YOUR OBJECTIVE: A word-for-word reproduction of the data below is needed, with no pictures in it.

Records excerpted from a collection:
--------------------------------
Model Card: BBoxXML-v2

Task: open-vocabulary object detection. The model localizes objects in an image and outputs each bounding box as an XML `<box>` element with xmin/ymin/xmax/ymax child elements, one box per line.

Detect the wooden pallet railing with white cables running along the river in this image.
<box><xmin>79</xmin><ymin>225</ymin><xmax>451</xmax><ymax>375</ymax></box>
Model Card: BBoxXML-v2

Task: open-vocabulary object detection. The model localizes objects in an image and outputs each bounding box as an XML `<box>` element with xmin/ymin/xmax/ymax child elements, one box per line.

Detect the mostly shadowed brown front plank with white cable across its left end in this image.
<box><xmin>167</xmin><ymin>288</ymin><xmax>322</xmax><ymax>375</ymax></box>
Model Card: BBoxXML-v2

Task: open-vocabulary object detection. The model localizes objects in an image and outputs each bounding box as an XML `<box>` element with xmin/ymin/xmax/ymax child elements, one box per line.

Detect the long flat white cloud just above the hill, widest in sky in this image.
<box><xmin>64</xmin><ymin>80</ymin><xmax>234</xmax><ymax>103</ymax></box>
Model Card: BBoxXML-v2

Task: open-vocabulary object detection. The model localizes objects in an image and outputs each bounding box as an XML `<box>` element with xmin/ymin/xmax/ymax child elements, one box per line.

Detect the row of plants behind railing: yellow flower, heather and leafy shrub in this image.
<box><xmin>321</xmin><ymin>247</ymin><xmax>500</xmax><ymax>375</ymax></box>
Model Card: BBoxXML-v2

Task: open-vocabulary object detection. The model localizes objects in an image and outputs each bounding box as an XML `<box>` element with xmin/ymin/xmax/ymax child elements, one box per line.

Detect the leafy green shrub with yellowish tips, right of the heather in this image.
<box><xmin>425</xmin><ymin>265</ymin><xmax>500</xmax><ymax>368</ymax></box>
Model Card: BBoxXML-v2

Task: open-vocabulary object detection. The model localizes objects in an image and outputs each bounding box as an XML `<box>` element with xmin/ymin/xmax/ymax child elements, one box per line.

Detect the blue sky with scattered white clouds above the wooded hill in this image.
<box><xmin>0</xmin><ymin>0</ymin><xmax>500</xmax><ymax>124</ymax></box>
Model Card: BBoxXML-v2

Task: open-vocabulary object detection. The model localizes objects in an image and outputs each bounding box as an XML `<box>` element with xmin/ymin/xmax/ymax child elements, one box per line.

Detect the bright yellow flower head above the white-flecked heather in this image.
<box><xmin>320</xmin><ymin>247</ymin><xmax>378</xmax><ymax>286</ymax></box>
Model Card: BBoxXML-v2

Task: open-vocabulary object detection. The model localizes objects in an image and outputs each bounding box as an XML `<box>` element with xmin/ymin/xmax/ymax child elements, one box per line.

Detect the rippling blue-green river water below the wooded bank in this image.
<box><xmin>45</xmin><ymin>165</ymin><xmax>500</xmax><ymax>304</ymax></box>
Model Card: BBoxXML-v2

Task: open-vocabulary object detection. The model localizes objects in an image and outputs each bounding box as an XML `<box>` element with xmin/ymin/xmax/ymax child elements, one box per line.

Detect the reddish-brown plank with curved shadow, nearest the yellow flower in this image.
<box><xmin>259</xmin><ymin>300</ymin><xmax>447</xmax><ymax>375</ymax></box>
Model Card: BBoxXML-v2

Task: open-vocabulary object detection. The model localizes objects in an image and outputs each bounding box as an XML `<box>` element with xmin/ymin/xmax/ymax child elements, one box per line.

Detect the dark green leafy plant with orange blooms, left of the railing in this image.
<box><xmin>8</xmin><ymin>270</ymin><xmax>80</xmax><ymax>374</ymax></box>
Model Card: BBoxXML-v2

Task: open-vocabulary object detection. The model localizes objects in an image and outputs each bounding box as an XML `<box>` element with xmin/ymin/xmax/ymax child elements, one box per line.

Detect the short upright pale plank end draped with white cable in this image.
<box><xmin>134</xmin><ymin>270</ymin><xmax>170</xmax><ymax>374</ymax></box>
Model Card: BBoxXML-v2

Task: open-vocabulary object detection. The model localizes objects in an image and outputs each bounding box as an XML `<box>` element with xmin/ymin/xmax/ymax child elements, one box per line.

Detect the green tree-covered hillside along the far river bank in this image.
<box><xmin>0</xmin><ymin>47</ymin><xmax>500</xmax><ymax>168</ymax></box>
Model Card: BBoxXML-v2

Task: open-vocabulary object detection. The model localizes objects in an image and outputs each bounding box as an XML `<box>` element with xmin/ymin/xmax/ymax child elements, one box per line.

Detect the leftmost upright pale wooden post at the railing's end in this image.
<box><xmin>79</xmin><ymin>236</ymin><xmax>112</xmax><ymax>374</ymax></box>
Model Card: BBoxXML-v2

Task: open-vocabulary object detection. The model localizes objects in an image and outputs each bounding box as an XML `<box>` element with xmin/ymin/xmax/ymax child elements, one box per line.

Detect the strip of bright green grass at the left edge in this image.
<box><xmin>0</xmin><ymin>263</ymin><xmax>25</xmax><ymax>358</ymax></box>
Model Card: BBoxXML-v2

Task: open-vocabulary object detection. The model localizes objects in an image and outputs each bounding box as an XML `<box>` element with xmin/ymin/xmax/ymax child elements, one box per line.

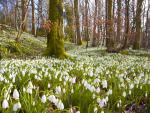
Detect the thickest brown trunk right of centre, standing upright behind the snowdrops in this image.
<box><xmin>106</xmin><ymin>0</ymin><xmax>114</xmax><ymax>52</ymax></box>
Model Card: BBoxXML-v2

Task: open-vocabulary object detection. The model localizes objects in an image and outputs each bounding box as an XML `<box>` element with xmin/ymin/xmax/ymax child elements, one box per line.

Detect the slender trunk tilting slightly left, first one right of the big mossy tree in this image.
<box><xmin>74</xmin><ymin>0</ymin><xmax>82</xmax><ymax>45</ymax></box>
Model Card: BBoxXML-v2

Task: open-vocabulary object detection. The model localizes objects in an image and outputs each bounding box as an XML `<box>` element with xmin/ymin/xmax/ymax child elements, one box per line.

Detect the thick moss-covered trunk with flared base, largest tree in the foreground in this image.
<box><xmin>46</xmin><ymin>0</ymin><xmax>67</xmax><ymax>58</ymax></box>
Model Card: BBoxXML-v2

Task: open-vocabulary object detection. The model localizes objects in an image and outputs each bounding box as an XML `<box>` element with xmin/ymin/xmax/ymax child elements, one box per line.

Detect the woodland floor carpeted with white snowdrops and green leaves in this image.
<box><xmin>0</xmin><ymin>27</ymin><xmax>150</xmax><ymax>113</ymax></box>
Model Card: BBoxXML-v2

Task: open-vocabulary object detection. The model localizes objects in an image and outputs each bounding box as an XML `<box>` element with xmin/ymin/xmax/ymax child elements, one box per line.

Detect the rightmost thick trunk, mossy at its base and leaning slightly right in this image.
<box><xmin>133</xmin><ymin>0</ymin><xmax>144</xmax><ymax>49</ymax></box>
--------------------------------
OUTPUT FOR THIS EXERCISE:
Model Card: BBoxXML-v2

Task: open-vocabulary object detection. The model localizes objects in an image and outputs each bounding box as an XML `<box>` element with xmin/ymin/xmax/ymax child elements, one box per line.

Detect the wooden pallet railing with white cables running along the river in this image.
<box><xmin>79</xmin><ymin>225</ymin><xmax>451</xmax><ymax>375</ymax></box>
Model Card: BBoxXML-v2

Task: open-vocabulary object detection. The model localizes objects in an image and outputs each bounding box as an XML `<box>` element with xmin/ymin/xmax/ymax child elements, one box per line.

Detect the mostly shadowed brown front plank with white cable across its left end in this image.
<box><xmin>167</xmin><ymin>288</ymin><xmax>322</xmax><ymax>375</ymax></box>
Model Card: BBoxXML-v2

Task: open-vocabulary object detection. The model localizes objects in an image and outputs each bounding box as an XML `<box>` element with xmin/ymin/xmax/ymax child elements, one box per line.

Detect the long flat white cloud just above the hill, widest in sky in this image.
<box><xmin>64</xmin><ymin>80</ymin><xmax>234</xmax><ymax>103</ymax></box>
Model Card: BBoxXML-v2

Task: open-vocabulary object detection. The model localizes objects in an image and outputs each bounding box as an XML `<box>` element with xmin/ymin/xmax/ymax child elements, one box per line.

Detect the row of plants behind railing: yellow flower, heather and leafy shrub in this image.
<box><xmin>321</xmin><ymin>247</ymin><xmax>500</xmax><ymax>375</ymax></box>
Model Card: BBoxXML-v2

Task: open-vocabulary object detection. The model localizes objects in an image and outputs each bounding box as an XML `<box>` element with xmin/ymin/xmax/ymax child elements, one box per line.

Detect the leafy green shrub with yellowish tips, right of the heather in this image.
<box><xmin>425</xmin><ymin>265</ymin><xmax>500</xmax><ymax>368</ymax></box>
Model Card: BBoxXML-v2

Task: open-vocabulary object detection. The model localizes objects in an image and outputs each bounding box as an XML `<box>` element with xmin/ymin/xmax/ymax child elements, one box per line.

Detect the blue sky with scattered white clouds above the wooded hill in this image.
<box><xmin>0</xmin><ymin>0</ymin><xmax>500</xmax><ymax>124</ymax></box>
Model Card: BBoxXML-v2

Task: open-vocabulary object detection. The model localizes objects in an image and outputs each bounding box as an XML `<box>` element with xmin/ymin/xmax/ymax child elements, one box per line.

Detect the bright yellow flower head above the white-flecked heather in this image.
<box><xmin>320</xmin><ymin>247</ymin><xmax>378</xmax><ymax>286</ymax></box>
Model Card: BBoxXML-v2

Task: open-vocabulary object detection. The model localizes objects in an image and outputs each bounding box as an XML `<box>` element with xmin/ymin/xmax/ymax child elements, one box per line.

Detect the rippling blue-green river water below the wooded bank in this image.
<box><xmin>45</xmin><ymin>165</ymin><xmax>500</xmax><ymax>304</ymax></box>
Model Card: BBoxXML-v2

Task: open-vocabulary object detection. The model localizes objects in an image and outputs each bounding box as an XML `<box>` element with xmin/ymin/xmax/ymax child elements, one box per line.

Detect the reddish-brown plank with curved shadow, nearest the yellow flower in this image.
<box><xmin>259</xmin><ymin>300</ymin><xmax>447</xmax><ymax>375</ymax></box>
Model Card: BBoxXML-v2

Task: open-vocabulary object detection. The model localizes objects in an image and outputs each bounding box as an XML `<box>` element with xmin/ymin/xmax/ymax child elements, one box per line.

Detect the dark green leafy plant with orange blooms, left of the railing in this image.
<box><xmin>8</xmin><ymin>270</ymin><xmax>80</xmax><ymax>374</ymax></box>
Model Card: BBoxXML-v2

Task: open-vocabulary object detection. The model localizes objects in an image and outputs each bounding box as an XML `<box>` element with xmin/ymin/xmax/ymax child elements, one box per line.

Detect the short upright pale plank end draped with white cable in this image.
<box><xmin>134</xmin><ymin>270</ymin><xmax>170</xmax><ymax>374</ymax></box>
Model Card: BBoxXML-v2

Task: open-vocabulary object detection. The model localizes objects in an image and outputs each bounding box as an XML `<box>` element with xmin/ymin/xmax/ymax child elements, one box per line.

Detect the green tree-covered hillside along the far river bank in this image.
<box><xmin>0</xmin><ymin>47</ymin><xmax>500</xmax><ymax>168</ymax></box>
Model Card: BBoxXML-v2

Task: open-vocabulary object detection. The model localizes objects in an image and outputs each bounding box as an XML `<box>` element with xmin/ymin/xmax/ymax child elements, one box per line.

Detect the leftmost upright pale wooden post at the railing's end in this image.
<box><xmin>79</xmin><ymin>236</ymin><xmax>112</xmax><ymax>374</ymax></box>
Model Card: BBoxXML-v2

Task: open-vocabulary object detection. The model localizes objects in an image and outputs each bounding box as an XML `<box>` element with xmin/ymin/xmax/ymax child elements, one box per line.

Detect the strip of bright green grass at the left edge in this image.
<box><xmin>0</xmin><ymin>263</ymin><xmax>25</xmax><ymax>358</ymax></box>
Model Card: BBoxXML-v2

Task: open-vocabulary object detection. The model localizes objects in an image and outputs each bounding box as an XML `<box>` element with xmin/ymin/xmax/ymax child elements, one box per line.

Detect the thickest brown trunk right of centre, standing upright behind the snowdrops in this image.
<box><xmin>106</xmin><ymin>0</ymin><xmax>114</xmax><ymax>52</ymax></box>
Model Card: BBoxXML-v2

Task: open-vocabulary object detection. The model localizes objects in an image and outputs each bounding box as an XML `<box>` element with xmin/ymin/xmax/ymax child elements, one box per line.

Detect the slender trunk tilting slightly left, first one right of the big mossy tree in this image.
<box><xmin>74</xmin><ymin>0</ymin><xmax>82</xmax><ymax>45</ymax></box>
Model Card: BBoxXML-v2

Task: open-vocabulary object detection. The model localizes objects in an image and outputs each bounding box as an XML `<box>` element with xmin/ymin/xmax/ymax child elements, one box per line.

Detect the thick moss-covered trunk with flared base, largest tree in the foreground in this image.
<box><xmin>46</xmin><ymin>0</ymin><xmax>67</xmax><ymax>58</ymax></box>
Model Card: BBoxXML-v2

Task: open-vocabulary object detection. The model localizes objects in an image and outputs each bounding box as an XML `<box>` element with xmin/ymin/xmax/ymax child elements, one box per line.

Detect the woodland floor carpeted with white snowdrops and green leaves in this image.
<box><xmin>0</xmin><ymin>27</ymin><xmax>150</xmax><ymax>113</ymax></box>
Model Card: BBoxXML-v2

Task: open-vocabulary object detection. The model localizes objects in an image and outputs each bounding box as an XML `<box>` element with xmin/ymin/xmax/ymax child elements, one box per line.

Detect the rightmost thick trunk, mossy at its base and leaning slightly right in this image.
<box><xmin>133</xmin><ymin>0</ymin><xmax>144</xmax><ymax>49</ymax></box>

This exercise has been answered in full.